> **Exercise details**
Could you copy out the records verbatim, starting from their first line and ending with the line that contains "[[0,510],[59,511],[184,253],[323,0],[218,0],[0,399]]"?

> **Provided data**
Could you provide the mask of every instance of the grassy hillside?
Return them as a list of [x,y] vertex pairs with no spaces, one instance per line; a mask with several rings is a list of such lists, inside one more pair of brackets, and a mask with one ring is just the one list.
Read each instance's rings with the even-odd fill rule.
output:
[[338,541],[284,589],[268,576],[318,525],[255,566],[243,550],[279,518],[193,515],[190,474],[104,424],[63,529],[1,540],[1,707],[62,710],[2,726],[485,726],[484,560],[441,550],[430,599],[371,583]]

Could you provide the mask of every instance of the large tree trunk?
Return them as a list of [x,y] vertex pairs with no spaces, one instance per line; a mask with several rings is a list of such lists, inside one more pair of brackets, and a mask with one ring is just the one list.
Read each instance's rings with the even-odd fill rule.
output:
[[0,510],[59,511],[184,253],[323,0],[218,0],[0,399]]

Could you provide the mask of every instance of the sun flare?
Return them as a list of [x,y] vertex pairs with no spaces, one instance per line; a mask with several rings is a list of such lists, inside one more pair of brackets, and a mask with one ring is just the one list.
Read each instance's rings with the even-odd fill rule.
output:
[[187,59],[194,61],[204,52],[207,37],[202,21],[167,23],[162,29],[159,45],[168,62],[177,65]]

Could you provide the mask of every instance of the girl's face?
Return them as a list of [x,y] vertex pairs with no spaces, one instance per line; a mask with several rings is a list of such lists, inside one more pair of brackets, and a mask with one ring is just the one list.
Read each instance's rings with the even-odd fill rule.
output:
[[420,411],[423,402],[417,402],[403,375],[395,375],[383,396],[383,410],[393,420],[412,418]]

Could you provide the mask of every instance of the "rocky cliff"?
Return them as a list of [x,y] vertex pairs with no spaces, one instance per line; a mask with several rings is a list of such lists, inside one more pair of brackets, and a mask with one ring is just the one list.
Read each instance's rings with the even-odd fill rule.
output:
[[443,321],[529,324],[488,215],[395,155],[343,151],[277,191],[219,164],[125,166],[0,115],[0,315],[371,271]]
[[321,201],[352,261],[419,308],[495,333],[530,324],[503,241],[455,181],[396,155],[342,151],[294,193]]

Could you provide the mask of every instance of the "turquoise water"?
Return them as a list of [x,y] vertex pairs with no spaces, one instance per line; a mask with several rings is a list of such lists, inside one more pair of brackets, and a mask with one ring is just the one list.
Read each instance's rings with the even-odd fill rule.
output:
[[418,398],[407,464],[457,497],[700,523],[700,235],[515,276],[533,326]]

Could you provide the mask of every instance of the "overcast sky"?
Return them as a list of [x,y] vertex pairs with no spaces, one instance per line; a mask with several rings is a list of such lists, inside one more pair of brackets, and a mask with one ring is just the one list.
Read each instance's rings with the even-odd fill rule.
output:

> **Solution for this problem**
Could you provide the mask of every instance of the grassy hillside?
Return them as a list of [x,y] vertex pairs with no spaces, one instance per line; a mask with several rings is a list of such lists, inside one more pair of brackets, and a mask with one ring is just the one list.
Read each instance's rings with the even-odd fill rule.
output:
[[338,541],[284,589],[268,576],[318,525],[255,566],[243,550],[279,518],[193,515],[190,474],[104,424],[63,529],[1,540],[1,707],[62,710],[2,726],[485,726],[484,560],[441,550],[430,599],[371,583]]

Could you provide the mask of every instance of the large tree trunk?
Return them as a list of [x,y] vertex pairs with no spaces, one instance per line; a mask with several rings is a list of such lists, inside one more pair of brackets, and a mask with one ring is just the one list.
Read each instance's rings with the even-odd fill rule.
output:
[[0,510],[59,511],[184,253],[323,0],[218,0],[0,399]]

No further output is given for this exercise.